PROBLEM TO WORK ON. Whenever a line in the entries includes the word "below", copy that line out.

-- Opening Marker --

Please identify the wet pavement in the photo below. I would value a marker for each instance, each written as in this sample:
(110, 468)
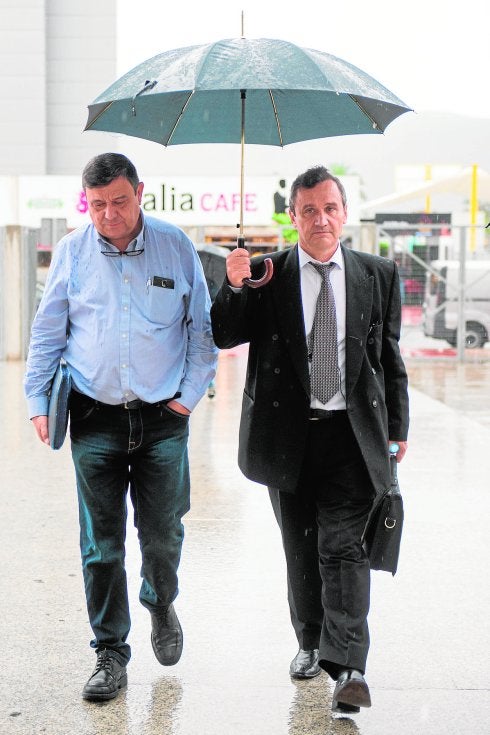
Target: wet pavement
(428, 668)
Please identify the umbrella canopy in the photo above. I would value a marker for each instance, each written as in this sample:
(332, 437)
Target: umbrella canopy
(192, 95)
(198, 94)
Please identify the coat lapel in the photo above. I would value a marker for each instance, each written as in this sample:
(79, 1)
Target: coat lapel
(286, 293)
(359, 297)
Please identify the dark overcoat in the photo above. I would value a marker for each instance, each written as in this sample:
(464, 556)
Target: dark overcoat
(276, 398)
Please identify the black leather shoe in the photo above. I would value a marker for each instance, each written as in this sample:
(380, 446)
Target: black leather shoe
(351, 692)
(166, 635)
(305, 665)
(108, 678)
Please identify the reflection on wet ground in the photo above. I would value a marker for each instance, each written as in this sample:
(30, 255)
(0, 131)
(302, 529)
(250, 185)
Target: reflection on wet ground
(464, 387)
(428, 625)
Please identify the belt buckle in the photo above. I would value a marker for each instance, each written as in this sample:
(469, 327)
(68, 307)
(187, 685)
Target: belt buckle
(132, 405)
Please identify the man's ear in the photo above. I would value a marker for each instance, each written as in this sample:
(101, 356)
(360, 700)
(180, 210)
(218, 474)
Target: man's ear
(139, 191)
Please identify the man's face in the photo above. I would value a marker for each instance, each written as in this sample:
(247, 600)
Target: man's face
(319, 217)
(115, 210)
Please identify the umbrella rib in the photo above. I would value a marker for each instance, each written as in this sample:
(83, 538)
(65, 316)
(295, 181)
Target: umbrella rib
(271, 95)
(101, 112)
(178, 119)
(365, 112)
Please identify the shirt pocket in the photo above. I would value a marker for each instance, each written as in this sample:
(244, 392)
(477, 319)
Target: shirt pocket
(165, 305)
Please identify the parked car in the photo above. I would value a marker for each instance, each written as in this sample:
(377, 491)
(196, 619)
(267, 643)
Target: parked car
(442, 296)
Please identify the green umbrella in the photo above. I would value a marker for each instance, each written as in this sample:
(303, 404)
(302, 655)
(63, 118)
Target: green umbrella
(199, 94)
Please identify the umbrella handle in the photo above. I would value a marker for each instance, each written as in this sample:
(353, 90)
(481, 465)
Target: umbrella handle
(257, 283)
(269, 269)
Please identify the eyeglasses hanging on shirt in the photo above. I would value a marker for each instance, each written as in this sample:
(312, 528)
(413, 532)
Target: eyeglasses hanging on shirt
(117, 253)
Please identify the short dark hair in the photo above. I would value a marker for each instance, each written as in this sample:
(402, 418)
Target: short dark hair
(311, 178)
(104, 168)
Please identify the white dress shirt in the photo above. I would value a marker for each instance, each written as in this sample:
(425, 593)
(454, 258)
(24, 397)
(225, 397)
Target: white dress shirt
(311, 282)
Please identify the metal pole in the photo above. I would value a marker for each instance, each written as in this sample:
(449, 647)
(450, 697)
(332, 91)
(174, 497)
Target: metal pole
(461, 333)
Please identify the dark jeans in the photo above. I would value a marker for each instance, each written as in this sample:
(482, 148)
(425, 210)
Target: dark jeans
(321, 526)
(114, 449)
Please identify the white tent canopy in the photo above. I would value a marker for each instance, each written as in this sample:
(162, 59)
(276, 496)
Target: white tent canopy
(460, 183)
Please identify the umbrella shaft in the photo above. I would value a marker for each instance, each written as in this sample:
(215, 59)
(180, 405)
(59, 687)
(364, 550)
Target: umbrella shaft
(243, 95)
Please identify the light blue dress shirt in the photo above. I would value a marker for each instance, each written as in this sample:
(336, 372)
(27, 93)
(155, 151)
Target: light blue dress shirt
(128, 327)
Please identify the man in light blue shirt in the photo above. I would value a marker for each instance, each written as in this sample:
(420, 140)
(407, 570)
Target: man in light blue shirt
(127, 307)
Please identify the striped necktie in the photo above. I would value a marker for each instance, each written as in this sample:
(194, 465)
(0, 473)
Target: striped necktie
(322, 341)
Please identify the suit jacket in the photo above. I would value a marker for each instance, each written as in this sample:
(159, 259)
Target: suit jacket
(276, 397)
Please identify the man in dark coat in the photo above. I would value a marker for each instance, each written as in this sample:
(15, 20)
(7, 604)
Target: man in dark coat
(325, 461)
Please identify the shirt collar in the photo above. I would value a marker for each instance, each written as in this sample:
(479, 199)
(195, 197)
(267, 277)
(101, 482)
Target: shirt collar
(336, 258)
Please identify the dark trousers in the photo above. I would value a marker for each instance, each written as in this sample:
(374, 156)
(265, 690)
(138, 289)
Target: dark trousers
(321, 526)
(145, 450)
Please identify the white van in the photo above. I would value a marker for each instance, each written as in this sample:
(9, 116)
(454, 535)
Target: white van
(441, 302)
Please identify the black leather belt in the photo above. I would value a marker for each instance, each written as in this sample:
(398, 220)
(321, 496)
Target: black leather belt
(137, 403)
(129, 405)
(319, 414)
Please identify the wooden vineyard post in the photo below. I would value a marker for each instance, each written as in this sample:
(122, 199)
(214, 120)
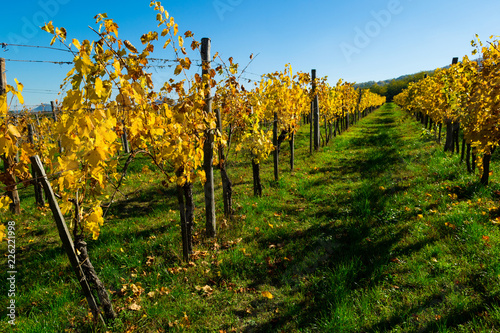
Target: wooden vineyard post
(3, 77)
(311, 129)
(257, 185)
(451, 127)
(66, 238)
(208, 147)
(227, 186)
(315, 112)
(15, 205)
(126, 147)
(276, 148)
(36, 182)
(54, 114)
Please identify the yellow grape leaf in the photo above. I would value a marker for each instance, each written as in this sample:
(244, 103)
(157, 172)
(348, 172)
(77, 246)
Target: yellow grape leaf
(98, 87)
(2, 232)
(178, 70)
(267, 294)
(95, 156)
(12, 130)
(77, 44)
(129, 46)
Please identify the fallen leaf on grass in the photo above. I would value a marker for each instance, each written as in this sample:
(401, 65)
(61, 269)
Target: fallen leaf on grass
(267, 294)
(134, 307)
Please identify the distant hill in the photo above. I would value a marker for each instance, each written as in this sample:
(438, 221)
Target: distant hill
(392, 87)
(42, 107)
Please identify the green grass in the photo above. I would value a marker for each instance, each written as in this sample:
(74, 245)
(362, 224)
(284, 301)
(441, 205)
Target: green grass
(378, 232)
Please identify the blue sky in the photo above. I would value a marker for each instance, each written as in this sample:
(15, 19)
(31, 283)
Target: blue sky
(355, 40)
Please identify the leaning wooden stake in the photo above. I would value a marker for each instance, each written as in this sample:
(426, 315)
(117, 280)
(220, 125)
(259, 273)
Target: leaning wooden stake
(66, 237)
(15, 205)
(316, 112)
(208, 148)
(36, 182)
(276, 152)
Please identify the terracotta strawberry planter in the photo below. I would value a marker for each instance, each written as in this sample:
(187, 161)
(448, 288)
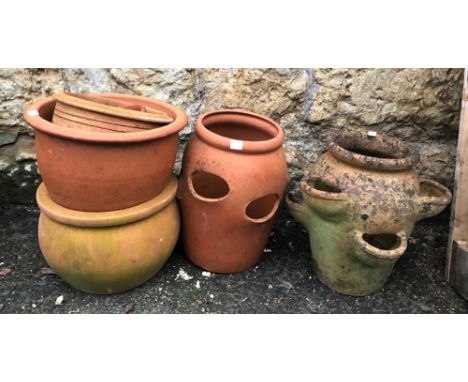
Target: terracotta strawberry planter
(104, 171)
(108, 252)
(360, 206)
(234, 174)
(99, 113)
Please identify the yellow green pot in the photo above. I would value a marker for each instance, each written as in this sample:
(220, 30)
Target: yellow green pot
(109, 252)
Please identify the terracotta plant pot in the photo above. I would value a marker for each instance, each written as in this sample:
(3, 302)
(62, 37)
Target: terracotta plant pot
(234, 174)
(99, 113)
(360, 205)
(108, 252)
(95, 171)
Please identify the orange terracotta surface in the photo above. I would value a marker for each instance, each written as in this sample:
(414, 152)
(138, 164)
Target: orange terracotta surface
(233, 178)
(104, 171)
(108, 252)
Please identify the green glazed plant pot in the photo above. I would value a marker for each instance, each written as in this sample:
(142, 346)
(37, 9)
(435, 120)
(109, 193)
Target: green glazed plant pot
(113, 251)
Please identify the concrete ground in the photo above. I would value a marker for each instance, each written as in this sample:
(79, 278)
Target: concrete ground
(282, 282)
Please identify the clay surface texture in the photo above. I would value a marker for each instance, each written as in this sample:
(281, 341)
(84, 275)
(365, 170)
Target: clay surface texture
(361, 201)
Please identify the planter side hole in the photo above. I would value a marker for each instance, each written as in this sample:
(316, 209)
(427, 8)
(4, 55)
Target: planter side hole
(262, 208)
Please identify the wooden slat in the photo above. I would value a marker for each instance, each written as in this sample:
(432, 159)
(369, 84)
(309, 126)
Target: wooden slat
(459, 218)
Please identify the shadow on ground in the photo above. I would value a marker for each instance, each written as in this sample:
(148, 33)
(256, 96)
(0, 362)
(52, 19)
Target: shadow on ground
(282, 282)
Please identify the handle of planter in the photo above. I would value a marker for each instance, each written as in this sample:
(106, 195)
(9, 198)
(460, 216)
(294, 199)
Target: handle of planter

-- Closing Marker --

RESPONSE BOX.
Please identify the wet pavement in the photo below. I would value a marker for each instance, each written as in this sample:
Please identify the wooden vineyard post in the photo below. I would value a marker for each instance, each written as in this sample:
Please identify the terracotta strawberry planter in the photo below. I would value a marker for each instance, each written as in this sample:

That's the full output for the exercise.